_GIVEN ENTRIES_
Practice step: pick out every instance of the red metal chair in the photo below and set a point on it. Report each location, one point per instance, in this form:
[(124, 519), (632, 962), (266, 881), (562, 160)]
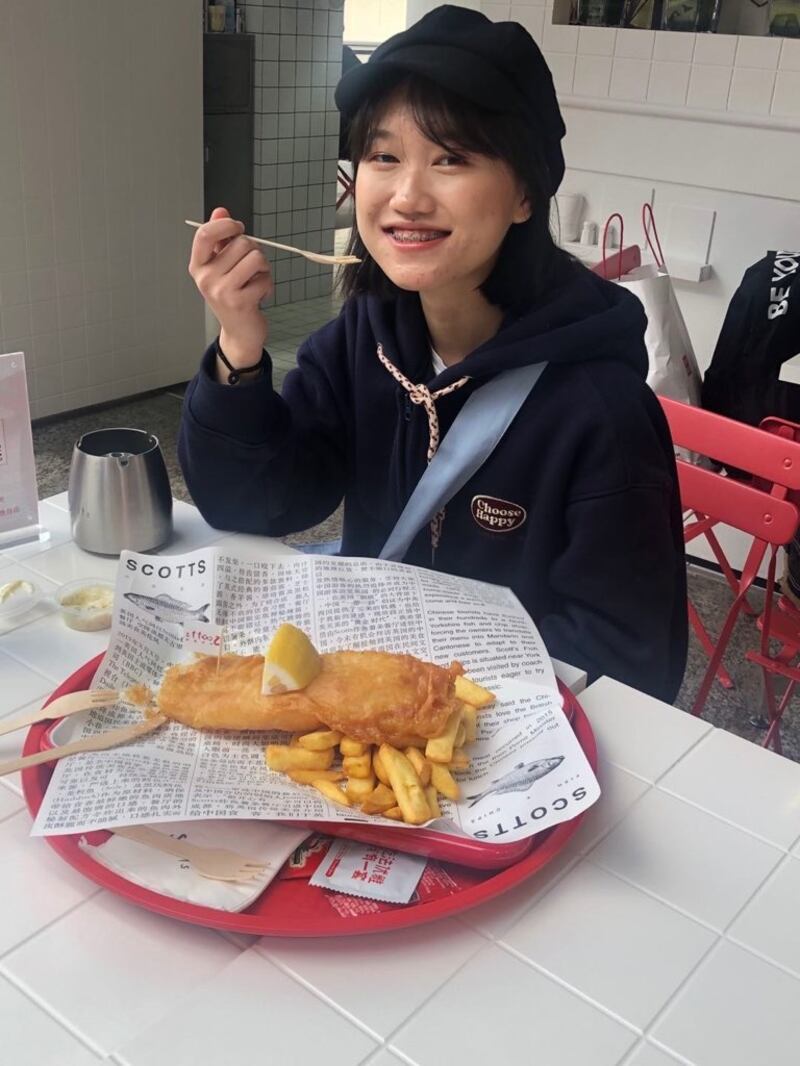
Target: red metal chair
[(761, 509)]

==

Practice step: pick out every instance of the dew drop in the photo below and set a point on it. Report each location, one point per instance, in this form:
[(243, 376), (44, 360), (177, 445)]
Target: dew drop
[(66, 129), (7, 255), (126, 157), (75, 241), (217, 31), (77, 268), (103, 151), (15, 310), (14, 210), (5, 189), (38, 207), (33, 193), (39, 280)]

_TASK BRIEF_
Could you return, word for word, the rows starting at the line containing "Practice step: pick out every instance of the red" and ending at the line containing "[(761, 509)]", both of those lines included, with the pictures left out?

_RESULT OF THIS EXERCISE_
Practice step: pick out every instance of the red metal chair in the photo below and set a point on it. Report each location, one point per instance, in this form:
[(124, 519), (632, 962), (266, 881), (562, 160)]
Target: red metal chair
[(761, 509)]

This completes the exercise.